(Outline records)
^^^^^^^^
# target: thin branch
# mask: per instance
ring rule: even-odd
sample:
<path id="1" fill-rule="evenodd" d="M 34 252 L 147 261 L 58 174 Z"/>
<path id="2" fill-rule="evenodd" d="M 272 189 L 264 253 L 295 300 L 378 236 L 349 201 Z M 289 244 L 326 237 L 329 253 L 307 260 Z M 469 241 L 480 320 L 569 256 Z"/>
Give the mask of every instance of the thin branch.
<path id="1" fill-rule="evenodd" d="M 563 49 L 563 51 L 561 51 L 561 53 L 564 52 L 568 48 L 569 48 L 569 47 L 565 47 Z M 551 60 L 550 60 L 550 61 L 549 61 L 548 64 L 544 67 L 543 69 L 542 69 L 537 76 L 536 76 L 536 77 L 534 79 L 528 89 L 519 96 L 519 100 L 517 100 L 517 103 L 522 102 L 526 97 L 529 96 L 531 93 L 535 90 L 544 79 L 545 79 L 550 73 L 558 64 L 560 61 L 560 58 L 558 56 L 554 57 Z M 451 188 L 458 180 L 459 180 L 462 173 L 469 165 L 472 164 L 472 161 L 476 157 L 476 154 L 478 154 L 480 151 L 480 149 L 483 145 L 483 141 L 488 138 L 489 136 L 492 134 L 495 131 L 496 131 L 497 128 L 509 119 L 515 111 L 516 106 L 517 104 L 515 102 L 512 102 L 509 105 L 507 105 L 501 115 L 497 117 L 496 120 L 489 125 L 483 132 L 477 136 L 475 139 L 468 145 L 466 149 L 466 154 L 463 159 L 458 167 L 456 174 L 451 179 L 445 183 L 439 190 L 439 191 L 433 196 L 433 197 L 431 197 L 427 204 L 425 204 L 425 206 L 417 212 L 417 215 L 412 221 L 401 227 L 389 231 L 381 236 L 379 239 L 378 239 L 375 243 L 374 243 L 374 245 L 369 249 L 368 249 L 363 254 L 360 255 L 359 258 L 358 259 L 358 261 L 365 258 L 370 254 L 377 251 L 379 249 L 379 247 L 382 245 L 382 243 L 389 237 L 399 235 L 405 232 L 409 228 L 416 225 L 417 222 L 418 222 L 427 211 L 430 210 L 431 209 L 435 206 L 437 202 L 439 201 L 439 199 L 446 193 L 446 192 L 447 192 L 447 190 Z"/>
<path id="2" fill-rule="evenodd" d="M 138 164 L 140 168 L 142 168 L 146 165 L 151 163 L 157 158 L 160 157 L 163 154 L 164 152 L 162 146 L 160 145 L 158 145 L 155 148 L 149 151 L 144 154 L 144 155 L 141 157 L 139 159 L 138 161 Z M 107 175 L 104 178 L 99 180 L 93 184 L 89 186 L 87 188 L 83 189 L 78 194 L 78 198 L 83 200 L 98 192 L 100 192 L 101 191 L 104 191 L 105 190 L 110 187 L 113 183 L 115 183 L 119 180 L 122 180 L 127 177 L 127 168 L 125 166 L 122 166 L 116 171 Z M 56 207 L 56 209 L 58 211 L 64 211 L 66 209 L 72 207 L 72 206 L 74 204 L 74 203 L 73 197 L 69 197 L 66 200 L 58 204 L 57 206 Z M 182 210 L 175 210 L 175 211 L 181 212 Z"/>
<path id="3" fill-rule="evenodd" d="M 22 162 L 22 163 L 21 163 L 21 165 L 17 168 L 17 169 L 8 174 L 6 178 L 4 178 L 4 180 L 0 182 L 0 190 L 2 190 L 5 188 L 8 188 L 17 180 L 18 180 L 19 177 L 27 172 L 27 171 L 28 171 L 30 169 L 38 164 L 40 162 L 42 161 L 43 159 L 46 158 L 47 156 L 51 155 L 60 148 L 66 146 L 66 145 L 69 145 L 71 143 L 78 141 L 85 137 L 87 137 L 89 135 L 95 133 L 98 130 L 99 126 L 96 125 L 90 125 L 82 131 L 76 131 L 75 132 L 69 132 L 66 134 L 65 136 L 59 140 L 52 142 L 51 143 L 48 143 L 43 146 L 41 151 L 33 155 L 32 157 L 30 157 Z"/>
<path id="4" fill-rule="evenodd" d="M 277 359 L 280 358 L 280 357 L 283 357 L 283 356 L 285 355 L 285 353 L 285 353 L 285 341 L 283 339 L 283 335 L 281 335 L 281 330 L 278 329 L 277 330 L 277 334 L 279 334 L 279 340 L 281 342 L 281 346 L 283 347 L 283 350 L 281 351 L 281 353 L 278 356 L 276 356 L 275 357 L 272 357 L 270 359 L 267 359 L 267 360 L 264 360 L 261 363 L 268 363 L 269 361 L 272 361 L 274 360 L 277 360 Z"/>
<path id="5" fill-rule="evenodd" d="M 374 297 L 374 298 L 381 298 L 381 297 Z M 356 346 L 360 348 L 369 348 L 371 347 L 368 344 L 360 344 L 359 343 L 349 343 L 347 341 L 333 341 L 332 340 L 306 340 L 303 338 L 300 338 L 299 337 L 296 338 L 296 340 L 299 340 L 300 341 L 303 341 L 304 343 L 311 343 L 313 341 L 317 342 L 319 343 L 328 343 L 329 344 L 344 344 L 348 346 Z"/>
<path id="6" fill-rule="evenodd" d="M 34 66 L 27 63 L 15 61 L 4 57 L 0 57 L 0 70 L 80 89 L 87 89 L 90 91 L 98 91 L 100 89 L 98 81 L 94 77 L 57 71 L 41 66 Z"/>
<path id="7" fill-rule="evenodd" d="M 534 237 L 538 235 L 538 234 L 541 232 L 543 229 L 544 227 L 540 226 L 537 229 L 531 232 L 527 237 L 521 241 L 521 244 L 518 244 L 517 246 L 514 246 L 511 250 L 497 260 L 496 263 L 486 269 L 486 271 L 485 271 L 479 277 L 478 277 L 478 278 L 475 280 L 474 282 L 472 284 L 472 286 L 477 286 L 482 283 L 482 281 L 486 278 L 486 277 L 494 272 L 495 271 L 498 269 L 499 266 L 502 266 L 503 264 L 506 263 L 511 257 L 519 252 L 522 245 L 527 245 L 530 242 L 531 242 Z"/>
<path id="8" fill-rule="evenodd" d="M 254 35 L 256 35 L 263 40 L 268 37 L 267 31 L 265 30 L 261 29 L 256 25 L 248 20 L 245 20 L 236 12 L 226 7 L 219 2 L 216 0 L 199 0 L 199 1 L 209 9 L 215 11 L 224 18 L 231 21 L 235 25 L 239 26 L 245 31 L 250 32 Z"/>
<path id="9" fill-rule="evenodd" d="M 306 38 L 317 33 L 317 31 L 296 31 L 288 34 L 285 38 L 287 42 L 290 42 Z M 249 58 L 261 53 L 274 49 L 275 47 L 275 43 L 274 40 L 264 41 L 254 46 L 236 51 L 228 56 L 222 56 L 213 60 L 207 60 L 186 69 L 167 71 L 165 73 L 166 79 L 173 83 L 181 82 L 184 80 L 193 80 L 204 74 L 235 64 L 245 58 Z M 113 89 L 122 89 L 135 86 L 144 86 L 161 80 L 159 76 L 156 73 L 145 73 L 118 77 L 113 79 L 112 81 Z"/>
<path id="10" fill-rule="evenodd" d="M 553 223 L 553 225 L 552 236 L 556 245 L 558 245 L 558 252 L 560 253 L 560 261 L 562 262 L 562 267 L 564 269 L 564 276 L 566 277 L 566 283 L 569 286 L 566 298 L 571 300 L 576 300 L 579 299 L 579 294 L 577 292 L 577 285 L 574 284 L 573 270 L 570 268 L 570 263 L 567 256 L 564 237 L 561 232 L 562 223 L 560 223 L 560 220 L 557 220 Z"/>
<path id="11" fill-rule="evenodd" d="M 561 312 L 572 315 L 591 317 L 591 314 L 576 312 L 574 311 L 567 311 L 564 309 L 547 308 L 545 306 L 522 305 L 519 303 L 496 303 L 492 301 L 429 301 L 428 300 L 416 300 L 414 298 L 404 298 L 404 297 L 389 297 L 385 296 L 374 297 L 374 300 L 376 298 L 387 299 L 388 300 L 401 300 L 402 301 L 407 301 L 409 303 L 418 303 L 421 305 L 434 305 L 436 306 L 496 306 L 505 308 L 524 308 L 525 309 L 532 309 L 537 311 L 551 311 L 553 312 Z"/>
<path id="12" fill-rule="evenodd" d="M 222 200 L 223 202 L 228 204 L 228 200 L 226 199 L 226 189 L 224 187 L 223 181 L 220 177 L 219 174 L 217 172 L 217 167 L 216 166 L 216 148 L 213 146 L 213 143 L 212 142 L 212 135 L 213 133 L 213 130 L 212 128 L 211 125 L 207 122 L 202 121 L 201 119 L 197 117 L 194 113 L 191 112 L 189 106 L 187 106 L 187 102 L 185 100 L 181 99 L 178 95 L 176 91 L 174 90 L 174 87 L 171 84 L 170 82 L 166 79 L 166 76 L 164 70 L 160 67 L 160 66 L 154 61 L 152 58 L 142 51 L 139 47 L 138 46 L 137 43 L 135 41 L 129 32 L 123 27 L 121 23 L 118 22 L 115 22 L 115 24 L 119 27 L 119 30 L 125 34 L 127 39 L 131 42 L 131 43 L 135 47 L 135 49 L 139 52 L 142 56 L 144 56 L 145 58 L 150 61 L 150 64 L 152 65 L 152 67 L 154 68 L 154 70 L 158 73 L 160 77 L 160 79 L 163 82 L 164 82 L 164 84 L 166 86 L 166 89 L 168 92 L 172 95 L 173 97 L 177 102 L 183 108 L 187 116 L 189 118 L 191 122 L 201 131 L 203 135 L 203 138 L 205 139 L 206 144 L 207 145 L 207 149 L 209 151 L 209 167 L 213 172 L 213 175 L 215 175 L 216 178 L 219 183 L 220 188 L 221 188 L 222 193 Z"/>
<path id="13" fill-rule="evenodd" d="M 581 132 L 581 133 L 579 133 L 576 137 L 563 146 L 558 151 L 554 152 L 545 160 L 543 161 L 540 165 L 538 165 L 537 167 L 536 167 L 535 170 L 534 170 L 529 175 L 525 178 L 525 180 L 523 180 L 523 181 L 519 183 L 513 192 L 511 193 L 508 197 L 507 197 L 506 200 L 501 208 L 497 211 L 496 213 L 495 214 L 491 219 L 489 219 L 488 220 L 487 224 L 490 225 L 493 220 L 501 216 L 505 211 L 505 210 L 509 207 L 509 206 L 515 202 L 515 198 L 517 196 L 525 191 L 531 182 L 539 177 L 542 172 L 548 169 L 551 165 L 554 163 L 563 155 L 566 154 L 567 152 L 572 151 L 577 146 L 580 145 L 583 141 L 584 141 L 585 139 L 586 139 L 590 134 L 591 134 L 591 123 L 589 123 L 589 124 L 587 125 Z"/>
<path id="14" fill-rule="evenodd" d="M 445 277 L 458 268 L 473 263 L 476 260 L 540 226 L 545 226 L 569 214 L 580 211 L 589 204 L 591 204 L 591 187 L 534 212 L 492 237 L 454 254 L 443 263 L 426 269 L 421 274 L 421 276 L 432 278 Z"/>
^^^^^^^^
Can you reproduce only the part of the listing starting at its first line and ending at the line containing "563 49 L 563", with "thin branch" changed to "dead branch" and nothing else altered?

FULL ANSWER:
# target: dead branch
# mask: per instance
ring rule: even-odd
sample:
<path id="1" fill-rule="evenodd" d="M 34 252 L 147 261 L 58 174 Z"/>
<path id="2" fill-rule="evenodd" d="M 272 189 L 264 253 L 295 300 L 378 236 L 349 201 Z M 289 244 L 326 237 L 329 253 L 307 260 Z M 469 241 L 480 320 L 569 256 Z"/>
Give the mask of every instance of the dead branch.
<path id="1" fill-rule="evenodd" d="M 563 49 L 563 51 L 561 51 L 561 53 L 564 52 L 568 48 L 569 48 L 569 47 L 565 47 Z M 551 60 L 550 60 L 550 61 L 549 61 L 548 64 L 544 67 L 543 69 L 542 69 L 537 76 L 536 76 L 536 77 L 534 79 L 528 89 L 519 96 L 519 100 L 517 100 L 517 103 L 522 102 L 526 97 L 529 96 L 531 93 L 535 90 L 544 79 L 545 79 L 550 73 L 558 64 L 560 61 L 560 58 L 558 56 L 554 57 Z M 451 188 L 458 180 L 459 180 L 462 173 L 469 165 L 472 164 L 472 161 L 476 157 L 476 154 L 478 154 L 480 151 L 480 149 L 483 145 L 483 141 L 488 138 L 489 136 L 492 134 L 495 131 L 496 131 L 497 128 L 509 119 L 515 111 L 516 106 L 517 104 L 515 102 L 512 102 L 509 105 L 507 105 L 501 115 L 497 117 L 496 120 L 489 125 L 483 132 L 477 136 L 475 139 L 468 145 L 466 149 L 466 154 L 463 159 L 458 167 L 456 174 L 451 179 L 445 183 L 439 190 L 439 191 L 433 196 L 433 197 L 431 197 L 427 204 L 425 204 L 425 206 L 417 212 L 417 215 L 412 221 L 401 227 L 389 231 L 381 236 L 379 239 L 378 239 L 375 243 L 374 243 L 374 245 L 369 249 L 368 249 L 363 254 L 360 255 L 359 258 L 358 259 L 358 261 L 365 258 L 370 254 L 377 251 L 379 249 L 379 247 L 382 245 L 382 243 L 389 237 L 399 235 L 405 232 L 409 228 L 416 225 L 417 222 L 418 222 L 427 211 L 430 210 L 431 209 L 435 206 L 437 202 L 439 201 L 439 199 L 446 193 L 446 192 L 447 192 L 447 190 Z"/>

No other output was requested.